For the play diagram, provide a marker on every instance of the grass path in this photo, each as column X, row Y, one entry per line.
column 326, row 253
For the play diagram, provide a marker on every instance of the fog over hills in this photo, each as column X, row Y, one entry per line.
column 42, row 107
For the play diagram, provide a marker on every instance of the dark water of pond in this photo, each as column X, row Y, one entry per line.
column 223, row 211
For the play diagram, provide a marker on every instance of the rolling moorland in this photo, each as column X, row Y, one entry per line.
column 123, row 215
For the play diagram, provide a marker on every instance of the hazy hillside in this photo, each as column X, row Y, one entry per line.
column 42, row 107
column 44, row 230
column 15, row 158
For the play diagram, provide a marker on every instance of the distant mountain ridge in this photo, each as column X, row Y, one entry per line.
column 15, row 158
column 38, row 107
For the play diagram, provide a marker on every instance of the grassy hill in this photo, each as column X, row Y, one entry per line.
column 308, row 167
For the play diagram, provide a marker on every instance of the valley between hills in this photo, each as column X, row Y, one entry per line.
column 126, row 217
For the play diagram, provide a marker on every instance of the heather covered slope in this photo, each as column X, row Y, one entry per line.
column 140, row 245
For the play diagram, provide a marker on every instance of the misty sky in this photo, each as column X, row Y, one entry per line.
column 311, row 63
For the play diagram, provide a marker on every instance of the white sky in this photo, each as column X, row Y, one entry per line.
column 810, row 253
____________________
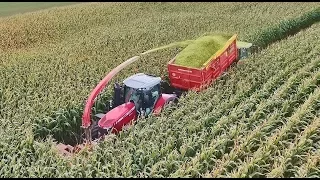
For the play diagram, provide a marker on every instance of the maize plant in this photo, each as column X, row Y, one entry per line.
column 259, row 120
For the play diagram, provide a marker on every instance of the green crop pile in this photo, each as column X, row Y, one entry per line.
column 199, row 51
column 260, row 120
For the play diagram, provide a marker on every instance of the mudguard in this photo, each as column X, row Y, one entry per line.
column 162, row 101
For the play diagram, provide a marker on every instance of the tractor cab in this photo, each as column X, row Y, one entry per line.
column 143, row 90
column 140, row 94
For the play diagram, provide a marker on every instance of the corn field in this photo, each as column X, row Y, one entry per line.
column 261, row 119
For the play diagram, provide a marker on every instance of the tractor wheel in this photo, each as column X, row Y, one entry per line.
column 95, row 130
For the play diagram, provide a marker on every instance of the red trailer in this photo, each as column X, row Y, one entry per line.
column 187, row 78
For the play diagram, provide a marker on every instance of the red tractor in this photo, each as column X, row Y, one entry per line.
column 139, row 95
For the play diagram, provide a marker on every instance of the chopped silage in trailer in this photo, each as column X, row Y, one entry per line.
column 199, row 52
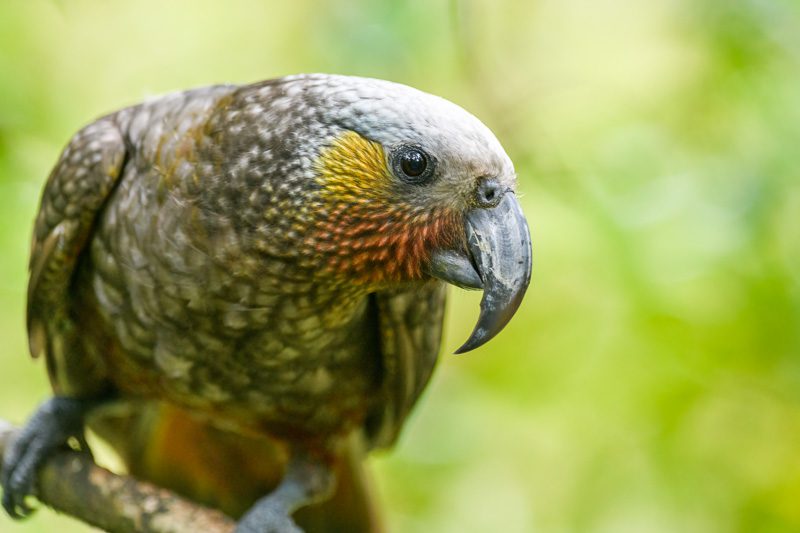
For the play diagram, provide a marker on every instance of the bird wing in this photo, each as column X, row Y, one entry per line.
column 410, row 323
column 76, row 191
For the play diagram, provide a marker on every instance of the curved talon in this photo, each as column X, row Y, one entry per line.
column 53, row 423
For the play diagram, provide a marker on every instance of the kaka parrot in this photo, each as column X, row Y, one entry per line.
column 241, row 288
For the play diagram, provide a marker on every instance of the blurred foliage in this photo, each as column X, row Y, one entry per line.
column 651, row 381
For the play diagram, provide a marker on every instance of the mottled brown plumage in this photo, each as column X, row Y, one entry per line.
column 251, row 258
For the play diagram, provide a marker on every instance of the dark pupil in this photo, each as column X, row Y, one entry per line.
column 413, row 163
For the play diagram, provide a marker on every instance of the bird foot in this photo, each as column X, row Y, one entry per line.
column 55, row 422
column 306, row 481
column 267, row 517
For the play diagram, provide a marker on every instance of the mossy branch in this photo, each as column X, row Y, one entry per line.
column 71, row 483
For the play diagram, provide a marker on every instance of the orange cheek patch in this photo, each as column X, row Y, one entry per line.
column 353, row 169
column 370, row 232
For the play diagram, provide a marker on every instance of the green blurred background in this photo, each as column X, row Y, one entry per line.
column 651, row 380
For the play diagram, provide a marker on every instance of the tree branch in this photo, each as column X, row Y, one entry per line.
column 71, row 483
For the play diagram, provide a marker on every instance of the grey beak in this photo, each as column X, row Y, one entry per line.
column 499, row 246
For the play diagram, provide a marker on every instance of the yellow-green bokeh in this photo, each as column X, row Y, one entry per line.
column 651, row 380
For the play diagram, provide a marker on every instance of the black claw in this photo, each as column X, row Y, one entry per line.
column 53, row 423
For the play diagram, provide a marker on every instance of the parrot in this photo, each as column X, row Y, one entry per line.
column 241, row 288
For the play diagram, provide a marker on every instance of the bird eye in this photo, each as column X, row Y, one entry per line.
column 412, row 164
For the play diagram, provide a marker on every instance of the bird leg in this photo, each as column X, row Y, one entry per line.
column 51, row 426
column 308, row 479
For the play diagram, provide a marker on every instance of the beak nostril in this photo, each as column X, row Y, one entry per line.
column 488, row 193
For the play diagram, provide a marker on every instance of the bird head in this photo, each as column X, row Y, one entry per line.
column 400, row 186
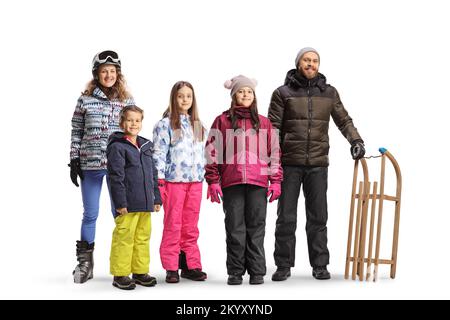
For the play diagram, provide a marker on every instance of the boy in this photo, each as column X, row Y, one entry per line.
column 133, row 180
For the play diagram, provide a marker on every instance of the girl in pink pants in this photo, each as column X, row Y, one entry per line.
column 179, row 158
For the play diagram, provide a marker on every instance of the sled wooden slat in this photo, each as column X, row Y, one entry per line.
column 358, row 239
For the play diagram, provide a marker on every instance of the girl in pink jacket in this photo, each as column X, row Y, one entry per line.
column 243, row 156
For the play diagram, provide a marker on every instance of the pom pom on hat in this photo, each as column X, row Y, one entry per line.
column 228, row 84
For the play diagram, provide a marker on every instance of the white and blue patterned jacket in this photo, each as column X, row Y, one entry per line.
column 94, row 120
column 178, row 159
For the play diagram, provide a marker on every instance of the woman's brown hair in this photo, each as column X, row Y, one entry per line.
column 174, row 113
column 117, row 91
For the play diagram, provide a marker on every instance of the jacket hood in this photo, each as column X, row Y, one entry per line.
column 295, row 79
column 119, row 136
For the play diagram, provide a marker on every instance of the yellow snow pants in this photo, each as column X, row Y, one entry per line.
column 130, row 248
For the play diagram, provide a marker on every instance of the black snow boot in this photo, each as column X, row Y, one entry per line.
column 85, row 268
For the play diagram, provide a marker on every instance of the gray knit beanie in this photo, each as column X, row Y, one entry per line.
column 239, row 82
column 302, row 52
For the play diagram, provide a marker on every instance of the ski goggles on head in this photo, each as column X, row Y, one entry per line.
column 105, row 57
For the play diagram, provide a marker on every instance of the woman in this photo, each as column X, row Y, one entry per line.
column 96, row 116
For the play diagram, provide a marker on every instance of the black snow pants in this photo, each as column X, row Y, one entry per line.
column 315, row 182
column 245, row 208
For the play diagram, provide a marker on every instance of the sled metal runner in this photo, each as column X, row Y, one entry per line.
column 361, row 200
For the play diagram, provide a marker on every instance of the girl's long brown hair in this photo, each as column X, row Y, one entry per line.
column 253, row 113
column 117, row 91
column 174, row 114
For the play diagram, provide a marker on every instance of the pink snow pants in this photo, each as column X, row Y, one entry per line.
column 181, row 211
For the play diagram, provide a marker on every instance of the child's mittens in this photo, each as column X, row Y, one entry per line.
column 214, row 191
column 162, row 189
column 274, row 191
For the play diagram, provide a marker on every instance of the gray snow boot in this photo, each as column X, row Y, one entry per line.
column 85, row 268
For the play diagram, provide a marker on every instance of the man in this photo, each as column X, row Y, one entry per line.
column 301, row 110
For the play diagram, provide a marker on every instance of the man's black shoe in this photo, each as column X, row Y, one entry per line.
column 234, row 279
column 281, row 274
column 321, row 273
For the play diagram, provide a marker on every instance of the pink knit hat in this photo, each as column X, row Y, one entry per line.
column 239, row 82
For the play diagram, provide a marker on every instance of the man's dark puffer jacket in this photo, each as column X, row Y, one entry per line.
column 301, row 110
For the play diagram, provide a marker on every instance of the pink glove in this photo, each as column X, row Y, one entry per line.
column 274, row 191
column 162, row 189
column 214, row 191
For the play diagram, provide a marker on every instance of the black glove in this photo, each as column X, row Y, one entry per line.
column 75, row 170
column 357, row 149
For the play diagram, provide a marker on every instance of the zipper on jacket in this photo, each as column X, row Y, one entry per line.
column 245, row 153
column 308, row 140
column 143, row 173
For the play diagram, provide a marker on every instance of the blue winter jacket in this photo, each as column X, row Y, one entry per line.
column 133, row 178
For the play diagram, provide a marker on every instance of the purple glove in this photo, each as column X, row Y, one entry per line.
____________________
TASK INSTRUCTIONS:
Rewrite part of the listing as a Markdown table with the columns "No." and "Line". Begin at the line that has "the grass path", stop after the line that has "column 123, row 215", and give each line its own numbered row, skipping blank lines.

EXERCISE OUTPUT:
| No. | Line |
|---|---|
| 1 | For the play diagram, provide a marker on every instance of the grass path in this photo, each as column X, row Y, one entry per line. |
| 2 | column 326, row 253 |
| 3 | For the play diagram, provide a marker on every instance of the fog over hills in this photo, each as column X, row Y, one entry per line. |
| 4 | column 42, row 107 |
| 5 | For the play diagram, provide a marker on every instance of the dark water of pond in this photo, each as column X, row Y, one entry per line. |
| 6 | column 223, row 211 |
| 7 | For the play diagram, provide a marker on every instance of the rolling moorland in this photo, each as column X, row Y, one entry per line. |
| 8 | column 123, row 215 |